Retype the tail of the data exactly, starting at the line containing "the sculpted lips" and stopping at the last line.

EXERCISE MATERIALS:
■ ■ ■
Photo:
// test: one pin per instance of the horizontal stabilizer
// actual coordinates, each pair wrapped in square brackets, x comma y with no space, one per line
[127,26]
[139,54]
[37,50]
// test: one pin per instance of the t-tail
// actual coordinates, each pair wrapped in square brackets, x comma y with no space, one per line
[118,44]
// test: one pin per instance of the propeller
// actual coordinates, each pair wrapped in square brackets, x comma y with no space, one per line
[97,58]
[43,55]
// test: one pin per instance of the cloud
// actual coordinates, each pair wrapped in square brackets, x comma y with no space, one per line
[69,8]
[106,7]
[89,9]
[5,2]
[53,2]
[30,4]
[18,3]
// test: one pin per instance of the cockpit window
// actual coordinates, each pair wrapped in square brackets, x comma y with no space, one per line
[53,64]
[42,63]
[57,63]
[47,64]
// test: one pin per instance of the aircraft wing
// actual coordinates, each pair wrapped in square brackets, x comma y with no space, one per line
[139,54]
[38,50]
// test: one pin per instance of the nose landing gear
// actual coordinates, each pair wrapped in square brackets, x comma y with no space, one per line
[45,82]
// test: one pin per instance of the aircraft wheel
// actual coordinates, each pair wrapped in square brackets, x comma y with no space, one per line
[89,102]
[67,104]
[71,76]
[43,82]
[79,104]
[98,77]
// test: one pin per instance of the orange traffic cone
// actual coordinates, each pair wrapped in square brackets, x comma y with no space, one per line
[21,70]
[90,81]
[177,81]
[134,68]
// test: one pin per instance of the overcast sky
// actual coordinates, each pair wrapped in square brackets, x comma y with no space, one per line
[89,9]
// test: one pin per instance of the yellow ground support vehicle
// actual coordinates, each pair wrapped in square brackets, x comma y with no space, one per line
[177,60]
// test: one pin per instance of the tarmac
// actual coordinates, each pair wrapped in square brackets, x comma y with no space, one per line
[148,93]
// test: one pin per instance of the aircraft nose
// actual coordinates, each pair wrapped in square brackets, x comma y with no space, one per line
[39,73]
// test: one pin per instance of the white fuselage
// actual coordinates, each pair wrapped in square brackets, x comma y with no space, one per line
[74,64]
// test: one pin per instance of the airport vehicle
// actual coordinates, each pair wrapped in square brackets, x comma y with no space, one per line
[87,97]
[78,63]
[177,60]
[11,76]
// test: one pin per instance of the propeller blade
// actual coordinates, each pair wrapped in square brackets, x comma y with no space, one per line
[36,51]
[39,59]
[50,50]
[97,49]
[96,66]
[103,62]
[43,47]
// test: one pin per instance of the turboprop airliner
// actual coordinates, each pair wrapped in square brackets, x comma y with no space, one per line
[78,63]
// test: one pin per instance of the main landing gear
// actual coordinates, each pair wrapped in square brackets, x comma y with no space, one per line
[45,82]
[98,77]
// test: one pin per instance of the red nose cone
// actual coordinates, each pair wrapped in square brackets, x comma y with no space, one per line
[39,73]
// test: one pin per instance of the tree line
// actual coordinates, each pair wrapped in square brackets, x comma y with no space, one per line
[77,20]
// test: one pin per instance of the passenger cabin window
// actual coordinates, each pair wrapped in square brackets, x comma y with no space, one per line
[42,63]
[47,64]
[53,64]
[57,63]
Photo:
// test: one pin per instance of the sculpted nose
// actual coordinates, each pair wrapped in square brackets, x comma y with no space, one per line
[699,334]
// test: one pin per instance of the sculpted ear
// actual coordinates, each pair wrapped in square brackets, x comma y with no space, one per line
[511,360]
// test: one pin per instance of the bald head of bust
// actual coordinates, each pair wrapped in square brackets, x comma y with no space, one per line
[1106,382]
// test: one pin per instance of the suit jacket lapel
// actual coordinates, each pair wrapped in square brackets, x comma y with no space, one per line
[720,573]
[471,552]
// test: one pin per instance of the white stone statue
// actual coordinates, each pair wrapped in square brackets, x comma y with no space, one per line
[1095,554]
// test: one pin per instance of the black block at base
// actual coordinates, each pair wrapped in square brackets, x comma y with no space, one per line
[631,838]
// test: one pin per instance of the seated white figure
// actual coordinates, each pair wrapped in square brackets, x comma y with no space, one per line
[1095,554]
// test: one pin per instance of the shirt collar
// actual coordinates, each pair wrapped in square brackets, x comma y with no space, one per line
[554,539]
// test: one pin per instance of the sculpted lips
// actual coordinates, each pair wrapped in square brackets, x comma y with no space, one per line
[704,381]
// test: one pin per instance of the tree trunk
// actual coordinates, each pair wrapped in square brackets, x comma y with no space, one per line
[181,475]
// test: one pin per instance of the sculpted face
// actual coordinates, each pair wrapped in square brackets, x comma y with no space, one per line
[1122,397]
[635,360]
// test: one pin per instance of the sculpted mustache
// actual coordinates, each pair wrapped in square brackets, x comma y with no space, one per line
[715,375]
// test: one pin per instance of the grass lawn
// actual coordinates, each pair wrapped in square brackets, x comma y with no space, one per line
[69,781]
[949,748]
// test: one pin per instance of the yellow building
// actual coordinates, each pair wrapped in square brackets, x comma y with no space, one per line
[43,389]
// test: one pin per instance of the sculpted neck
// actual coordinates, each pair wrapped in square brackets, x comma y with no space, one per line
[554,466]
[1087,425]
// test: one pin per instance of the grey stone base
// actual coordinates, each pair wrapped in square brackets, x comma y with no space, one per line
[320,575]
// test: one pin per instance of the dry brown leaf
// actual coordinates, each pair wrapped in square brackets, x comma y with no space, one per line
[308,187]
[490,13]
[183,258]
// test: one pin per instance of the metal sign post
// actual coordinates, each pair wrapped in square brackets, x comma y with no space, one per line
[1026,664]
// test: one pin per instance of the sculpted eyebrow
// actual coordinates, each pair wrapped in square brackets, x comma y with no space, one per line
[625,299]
■ ■ ■
SOLVED PROBLEM:
// test: one pin per instance of the sculpted lips
// actual coordinates, each pair wrapped in square brackets, x comma y with no space, one per line
[704,381]
// test: one pin per instance of the tree trunk
// actual coordinates, each pair wrapped in square brackets, x comma y with no space, one per line
[181,475]
// test: one pin per instance of the sculpted face
// actual coordinates, each pair wrapped in square brackets, x comma y with no space, one per line
[1122,397]
[635,360]
// test: one pin per instance of the sculpted mustache
// actual coordinates, each pair wrapped in square brackets, x comma y with no space, one per line
[715,375]
// test: one pin per instance of the grass lawn
// actual coordinates, each pair wrapped in square brackets, x comma y with no space, one per line
[69,781]
[949,748]
// test: one pin per instance of the yellow building
// actual coordinates, each pair wrapped in square brackets, x comma y with no space, one per line
[43,389]
// test: one pin per instance of the sculpted neck
// actual coordinates, each pair wrapped in square brackets, x comma y with no space, one per line
[554,466]
[1087,425]
// test: one pin per instance of the grey stone base
// actual coordinates, each pair wrapped in square brackets, x comma y with no space, one per line
[320,575]
// test: one pin per instance of the dry brown leaf
// actual coordinates, each pair wrapped in square brackets, x comma y with no space, one per line
[308,187]
[490,13]
[183,258]
// test: one pin per instance of the metal sign post
// actual coordinates, each pair wrapped in square brackets, x comma y with no space, one per line
[1026,664]
// test: one pin per instance of the sculpted eyebrow
// actual coordinates, each pair wrapped in square brackets, x comma y with no space, one per line
[625,299]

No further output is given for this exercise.